§ **WORKING DATA**:
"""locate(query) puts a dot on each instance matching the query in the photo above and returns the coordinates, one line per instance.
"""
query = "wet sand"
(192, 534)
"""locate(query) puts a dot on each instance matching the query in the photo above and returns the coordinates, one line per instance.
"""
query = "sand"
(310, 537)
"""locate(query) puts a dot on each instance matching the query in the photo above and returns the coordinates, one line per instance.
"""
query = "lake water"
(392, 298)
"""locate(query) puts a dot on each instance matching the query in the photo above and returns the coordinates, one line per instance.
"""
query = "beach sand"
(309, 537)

§ **THE TASK**:
Reproduce the records above verbatim, every line from first to last.

§ **EXERCISE RESULT**:
"""locate(query) puts a dot on each instance matching the query in the photo above and returns the coordinates, one line per instance.
"""
query = "wet sand"
(192, 534)
"""locate(query) puts a dot on each instance matching the query in the photo above and returns the coordinates, one line per instance.
"""
query = "sand"
(310, 537)
"""locate(query) puts a dot on each instance matching the query in the photo above and returns the coordinates, one line per instance.
"""
query = "lake water"
(392, 298)
"""locate(query) puts a dot on each instance matching the query in the photo above and returns the coordinates, one line per instance.
"""
query = "beach sand"
(309, 537)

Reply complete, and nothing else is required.